> **Short task**: Pick out every line of the data below that contains the word "rock", matching case exactly.

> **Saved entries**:
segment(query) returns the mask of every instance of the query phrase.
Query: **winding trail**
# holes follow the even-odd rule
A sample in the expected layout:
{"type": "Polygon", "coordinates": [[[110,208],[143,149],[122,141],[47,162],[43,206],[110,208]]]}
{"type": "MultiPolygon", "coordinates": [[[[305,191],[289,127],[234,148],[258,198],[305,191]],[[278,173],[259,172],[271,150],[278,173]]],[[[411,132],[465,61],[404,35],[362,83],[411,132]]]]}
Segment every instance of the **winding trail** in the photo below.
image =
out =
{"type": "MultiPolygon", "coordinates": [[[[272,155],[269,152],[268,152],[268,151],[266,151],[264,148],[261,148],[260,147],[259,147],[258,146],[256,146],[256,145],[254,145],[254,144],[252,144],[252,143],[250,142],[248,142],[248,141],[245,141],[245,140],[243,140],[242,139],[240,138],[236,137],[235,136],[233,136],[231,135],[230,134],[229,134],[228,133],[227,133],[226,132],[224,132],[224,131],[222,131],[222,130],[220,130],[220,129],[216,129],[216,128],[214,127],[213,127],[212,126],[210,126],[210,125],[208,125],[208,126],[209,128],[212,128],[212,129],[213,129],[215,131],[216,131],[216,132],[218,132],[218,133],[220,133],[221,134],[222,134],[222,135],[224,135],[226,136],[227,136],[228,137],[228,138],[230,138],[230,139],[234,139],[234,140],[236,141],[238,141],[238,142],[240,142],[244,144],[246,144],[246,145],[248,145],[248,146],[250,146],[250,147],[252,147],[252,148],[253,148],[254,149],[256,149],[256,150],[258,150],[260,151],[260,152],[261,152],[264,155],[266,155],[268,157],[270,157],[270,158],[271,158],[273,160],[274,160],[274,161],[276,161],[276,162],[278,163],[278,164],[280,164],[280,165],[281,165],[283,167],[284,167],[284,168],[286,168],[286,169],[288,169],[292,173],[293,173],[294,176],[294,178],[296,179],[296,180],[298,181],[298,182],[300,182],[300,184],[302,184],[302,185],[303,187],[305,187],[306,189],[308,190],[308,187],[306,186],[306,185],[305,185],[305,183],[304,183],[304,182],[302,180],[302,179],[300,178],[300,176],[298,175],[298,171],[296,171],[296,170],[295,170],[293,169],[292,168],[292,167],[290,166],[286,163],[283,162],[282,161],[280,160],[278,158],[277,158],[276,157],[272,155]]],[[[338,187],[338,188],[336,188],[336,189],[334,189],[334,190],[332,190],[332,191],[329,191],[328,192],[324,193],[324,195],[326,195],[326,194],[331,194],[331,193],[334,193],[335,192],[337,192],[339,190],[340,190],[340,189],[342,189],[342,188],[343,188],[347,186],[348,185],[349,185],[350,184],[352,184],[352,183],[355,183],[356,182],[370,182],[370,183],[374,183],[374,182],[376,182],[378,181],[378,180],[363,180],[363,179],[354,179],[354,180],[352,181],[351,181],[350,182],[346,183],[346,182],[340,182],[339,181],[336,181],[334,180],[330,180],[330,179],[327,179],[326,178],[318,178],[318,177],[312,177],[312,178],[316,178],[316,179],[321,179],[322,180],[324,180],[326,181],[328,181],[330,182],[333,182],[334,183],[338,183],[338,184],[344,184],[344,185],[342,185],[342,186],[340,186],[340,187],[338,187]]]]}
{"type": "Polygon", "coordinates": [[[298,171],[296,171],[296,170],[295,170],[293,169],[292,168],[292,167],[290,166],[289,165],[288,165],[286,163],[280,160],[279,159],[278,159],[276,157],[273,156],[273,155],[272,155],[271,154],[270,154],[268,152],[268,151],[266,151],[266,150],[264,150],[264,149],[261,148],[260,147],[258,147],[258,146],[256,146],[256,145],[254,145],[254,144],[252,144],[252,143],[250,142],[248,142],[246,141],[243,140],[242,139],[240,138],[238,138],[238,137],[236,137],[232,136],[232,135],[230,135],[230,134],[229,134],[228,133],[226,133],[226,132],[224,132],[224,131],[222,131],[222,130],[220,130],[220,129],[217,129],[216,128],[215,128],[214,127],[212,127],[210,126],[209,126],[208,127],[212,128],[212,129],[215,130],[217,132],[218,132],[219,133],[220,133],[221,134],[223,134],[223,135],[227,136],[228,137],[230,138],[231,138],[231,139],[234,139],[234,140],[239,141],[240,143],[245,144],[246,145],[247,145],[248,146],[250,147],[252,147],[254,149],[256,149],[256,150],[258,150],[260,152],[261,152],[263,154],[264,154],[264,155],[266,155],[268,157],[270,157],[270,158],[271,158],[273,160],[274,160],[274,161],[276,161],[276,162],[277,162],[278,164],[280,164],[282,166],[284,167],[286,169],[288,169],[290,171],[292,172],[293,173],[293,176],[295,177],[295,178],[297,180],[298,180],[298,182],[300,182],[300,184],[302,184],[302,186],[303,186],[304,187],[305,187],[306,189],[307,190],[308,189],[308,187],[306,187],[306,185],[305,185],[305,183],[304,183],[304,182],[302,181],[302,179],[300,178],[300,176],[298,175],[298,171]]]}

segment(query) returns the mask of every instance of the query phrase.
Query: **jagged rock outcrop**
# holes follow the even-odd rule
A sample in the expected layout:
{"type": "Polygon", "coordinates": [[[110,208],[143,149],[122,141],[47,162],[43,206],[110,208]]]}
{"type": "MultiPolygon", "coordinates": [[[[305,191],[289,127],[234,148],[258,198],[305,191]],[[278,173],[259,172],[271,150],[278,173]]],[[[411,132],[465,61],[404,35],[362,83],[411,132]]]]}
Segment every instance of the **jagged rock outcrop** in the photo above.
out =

> **Solution for this task**:
Query: **jagged rock outcrop**
Segment every instance of the **jagged rock outcrop** in the photo above.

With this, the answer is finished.